(WHAT TO WORK ON)
a. Reproduce the employee privacy report between "In Wentworth v." and "their confidential status.", inclusive, switching "Information Practices Act" to "Information Privacy Act".
b. Answer these questions from the employee privacy report:
(i) In Wentworth v. Regents of the University of California, what did the court reverse?
(ii) In Frayo v. Martin, what did the fired employee refuse?
(iii) Under which subsection did the court find that a request to take a test is not an unlawful request for a medical authorization?
c. Decide whether each statement agrees with the employee privacy report:
(i) The Wentworth ruling limits IPA protection to records that are confidential.
(ii) In Frayo v. Martin, the court affirmed a demurrer.
(iii) The Frayo decision says the CMIA protects an employee from termination for refusing a test.

(PASSAGE SHOWN)
· · · ·

California Employment Law Appellate Report - Employee Privacy

California Employment Law Appellate Report - Employee Privacy

Most recent employee privacy cases

In Wentworth v. Regents of the University of California (2024) 105 Cal.App.5th 580, the Court of Appeal issued a key ruling on the Information Practices Act (IPA) (Civ. Code § 1798 et seq.), holding that personal information need not be "confidential" or "private" to be protected from unauthorized disclosure by a state agency. The court reversed the dismissal of the plaintiff's invasion of privacy claim, clarifying that the IPA broadly protects records that are "linked to" an individual, regardless of their confidential status.

This decision expands the scope of the IPA, exposing state agencies to liability for the improper disclosure of a wider range of employee information.

In Frayo v. Martin. (2024) 102 Cal.App.5th 1025, the Court of Appeal held that an employer did not violate the CMIA by firing an employee who refused a mandatory COVID-19 test. The court affirmed a demurrer, finding that (1) a request to take a test is not an unlawful request for a medical authorization under § 56.20(b), and (2) § 56.20(c) did not apply because the employer never possessed the plaintiff's "medical information" since he refused the test.

This decision confirms CMIA governs the handling of possessed data, not the act of requiring a test, and does not protect an employee from termination for refusing the test itself.

· · · ·

Region pointing data:
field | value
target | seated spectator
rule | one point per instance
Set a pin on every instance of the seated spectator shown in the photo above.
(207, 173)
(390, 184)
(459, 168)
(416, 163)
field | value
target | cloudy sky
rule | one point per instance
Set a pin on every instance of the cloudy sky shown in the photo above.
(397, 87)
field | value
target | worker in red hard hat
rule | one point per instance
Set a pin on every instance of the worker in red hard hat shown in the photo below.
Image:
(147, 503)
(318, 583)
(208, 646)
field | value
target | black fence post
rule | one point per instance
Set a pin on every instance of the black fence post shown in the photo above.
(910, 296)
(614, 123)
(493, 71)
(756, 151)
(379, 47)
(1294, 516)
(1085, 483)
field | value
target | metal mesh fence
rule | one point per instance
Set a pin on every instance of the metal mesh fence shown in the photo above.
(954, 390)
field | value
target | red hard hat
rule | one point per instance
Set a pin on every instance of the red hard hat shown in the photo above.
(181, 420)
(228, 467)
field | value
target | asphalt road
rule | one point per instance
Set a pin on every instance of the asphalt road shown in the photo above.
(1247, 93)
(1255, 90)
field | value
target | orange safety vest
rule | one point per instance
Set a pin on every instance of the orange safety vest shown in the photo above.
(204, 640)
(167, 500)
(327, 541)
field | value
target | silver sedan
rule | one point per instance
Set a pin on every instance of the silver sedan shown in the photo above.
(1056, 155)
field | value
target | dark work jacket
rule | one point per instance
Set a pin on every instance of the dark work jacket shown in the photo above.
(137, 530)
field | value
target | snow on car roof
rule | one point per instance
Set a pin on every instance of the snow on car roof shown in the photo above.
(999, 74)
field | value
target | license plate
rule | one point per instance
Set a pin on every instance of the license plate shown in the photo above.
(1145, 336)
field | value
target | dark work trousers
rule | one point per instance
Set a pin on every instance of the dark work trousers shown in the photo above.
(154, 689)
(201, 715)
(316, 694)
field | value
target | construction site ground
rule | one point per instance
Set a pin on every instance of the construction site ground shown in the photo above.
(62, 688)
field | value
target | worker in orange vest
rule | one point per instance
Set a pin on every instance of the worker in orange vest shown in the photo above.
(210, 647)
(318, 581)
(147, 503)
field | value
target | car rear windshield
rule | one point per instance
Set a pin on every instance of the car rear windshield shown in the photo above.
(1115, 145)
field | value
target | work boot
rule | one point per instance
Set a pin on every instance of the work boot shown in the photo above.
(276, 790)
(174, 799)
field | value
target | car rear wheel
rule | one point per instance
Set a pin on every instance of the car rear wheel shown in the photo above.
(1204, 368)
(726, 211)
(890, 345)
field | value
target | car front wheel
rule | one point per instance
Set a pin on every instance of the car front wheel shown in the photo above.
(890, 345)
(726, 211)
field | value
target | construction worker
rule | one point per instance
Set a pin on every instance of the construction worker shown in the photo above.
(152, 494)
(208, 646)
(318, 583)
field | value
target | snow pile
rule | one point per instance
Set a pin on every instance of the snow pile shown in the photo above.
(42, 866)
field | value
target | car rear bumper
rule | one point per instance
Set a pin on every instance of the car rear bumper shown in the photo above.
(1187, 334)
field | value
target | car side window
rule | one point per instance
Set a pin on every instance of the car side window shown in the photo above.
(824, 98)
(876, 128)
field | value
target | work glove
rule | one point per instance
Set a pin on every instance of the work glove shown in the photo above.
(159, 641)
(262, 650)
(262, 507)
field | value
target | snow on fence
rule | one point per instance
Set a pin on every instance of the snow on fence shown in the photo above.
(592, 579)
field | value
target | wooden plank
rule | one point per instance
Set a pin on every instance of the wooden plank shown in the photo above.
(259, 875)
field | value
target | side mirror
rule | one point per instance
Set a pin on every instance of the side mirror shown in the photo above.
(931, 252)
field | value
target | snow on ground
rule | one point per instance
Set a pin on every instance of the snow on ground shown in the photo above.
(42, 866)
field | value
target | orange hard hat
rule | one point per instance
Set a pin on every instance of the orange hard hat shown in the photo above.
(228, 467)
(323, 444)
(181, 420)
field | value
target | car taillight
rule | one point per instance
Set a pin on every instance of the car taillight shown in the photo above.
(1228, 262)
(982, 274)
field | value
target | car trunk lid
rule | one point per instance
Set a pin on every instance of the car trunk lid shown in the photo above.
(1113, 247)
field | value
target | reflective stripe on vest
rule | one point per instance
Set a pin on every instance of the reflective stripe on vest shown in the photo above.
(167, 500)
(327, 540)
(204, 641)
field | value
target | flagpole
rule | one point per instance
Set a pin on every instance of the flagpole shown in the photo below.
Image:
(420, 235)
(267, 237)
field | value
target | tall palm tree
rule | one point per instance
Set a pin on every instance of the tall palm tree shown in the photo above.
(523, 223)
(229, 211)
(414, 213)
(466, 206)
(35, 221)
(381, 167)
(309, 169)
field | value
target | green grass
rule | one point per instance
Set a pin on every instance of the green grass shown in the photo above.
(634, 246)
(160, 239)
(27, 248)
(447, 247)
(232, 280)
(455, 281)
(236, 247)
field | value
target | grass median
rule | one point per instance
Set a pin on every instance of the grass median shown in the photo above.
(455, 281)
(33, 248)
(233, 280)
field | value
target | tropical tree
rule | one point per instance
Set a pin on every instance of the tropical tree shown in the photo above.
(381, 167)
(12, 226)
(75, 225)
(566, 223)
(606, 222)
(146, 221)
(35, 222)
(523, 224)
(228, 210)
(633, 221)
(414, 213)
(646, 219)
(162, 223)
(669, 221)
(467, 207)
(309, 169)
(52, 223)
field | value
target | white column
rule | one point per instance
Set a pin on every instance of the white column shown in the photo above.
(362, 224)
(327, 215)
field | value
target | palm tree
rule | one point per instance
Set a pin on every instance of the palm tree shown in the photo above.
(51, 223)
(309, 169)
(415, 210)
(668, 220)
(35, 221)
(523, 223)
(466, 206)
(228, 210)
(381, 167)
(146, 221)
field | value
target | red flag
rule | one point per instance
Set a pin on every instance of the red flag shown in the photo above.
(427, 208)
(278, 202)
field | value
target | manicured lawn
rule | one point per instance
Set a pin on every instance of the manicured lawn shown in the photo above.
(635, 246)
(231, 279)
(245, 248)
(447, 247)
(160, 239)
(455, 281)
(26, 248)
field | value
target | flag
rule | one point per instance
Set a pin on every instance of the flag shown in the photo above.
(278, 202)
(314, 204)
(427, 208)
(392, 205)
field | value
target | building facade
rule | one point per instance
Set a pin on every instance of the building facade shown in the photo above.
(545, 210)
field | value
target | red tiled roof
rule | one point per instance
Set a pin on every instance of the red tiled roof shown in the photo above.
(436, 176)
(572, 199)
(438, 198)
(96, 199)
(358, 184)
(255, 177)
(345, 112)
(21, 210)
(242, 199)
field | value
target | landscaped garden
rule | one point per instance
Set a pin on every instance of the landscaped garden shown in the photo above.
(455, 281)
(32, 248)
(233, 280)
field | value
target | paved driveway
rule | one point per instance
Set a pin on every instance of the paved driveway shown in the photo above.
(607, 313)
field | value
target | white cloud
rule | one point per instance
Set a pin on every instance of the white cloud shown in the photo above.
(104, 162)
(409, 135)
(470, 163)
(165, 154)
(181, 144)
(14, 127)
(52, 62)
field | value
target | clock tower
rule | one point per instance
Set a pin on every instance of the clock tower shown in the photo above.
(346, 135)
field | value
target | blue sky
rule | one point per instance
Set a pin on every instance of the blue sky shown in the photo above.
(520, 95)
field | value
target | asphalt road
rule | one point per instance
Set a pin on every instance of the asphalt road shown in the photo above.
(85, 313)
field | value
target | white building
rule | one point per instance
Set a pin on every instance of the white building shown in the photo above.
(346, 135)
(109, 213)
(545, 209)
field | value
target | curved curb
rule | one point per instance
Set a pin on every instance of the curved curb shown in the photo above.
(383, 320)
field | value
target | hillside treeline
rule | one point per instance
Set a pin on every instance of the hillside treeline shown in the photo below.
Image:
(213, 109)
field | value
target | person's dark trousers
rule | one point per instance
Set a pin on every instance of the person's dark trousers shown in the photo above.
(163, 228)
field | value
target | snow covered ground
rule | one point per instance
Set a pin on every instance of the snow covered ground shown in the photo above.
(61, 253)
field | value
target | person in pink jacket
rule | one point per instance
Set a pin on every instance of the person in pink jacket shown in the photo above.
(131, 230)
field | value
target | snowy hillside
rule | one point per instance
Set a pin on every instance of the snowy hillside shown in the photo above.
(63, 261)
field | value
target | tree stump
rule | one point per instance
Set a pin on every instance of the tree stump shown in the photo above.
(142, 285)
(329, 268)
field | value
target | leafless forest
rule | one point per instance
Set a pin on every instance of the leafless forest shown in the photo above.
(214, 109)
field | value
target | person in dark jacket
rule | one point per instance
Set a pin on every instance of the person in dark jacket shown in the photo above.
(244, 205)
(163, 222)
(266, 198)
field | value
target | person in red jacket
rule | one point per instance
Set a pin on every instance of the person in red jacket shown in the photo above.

· · · ·

(SOLUTIONS TO EACH TASK)
a.
In Wentworth v. Regents of the University of California (2024) 105 Cal.App.5th 580, the Court of Appeal issued a key ruling on the Information Privacy Act (IPA) (Civ. Code § 1798 et seq.), holding that personal information need not be "confidential" or "private" to be protected from unauthorized disclosure by a state agency. The court reversed the dismissal of the plaintiff's invasion of privacy claim, clarifying that the IPA broadly protects records that are "linked to" an individual, regardless of their confidential status.

b.
(i) The dismissal of the plaintiff's invasion of privacy claim.
(ii) A mandatory COVID-19 test.
(iii) § 56.20(b).

c.
(i) No: "regardless of their confidential status"
(ii) Yes: "The court affirmed a demurrer"
(iii) No: "does not protect an employee from termination for refusing the test itself"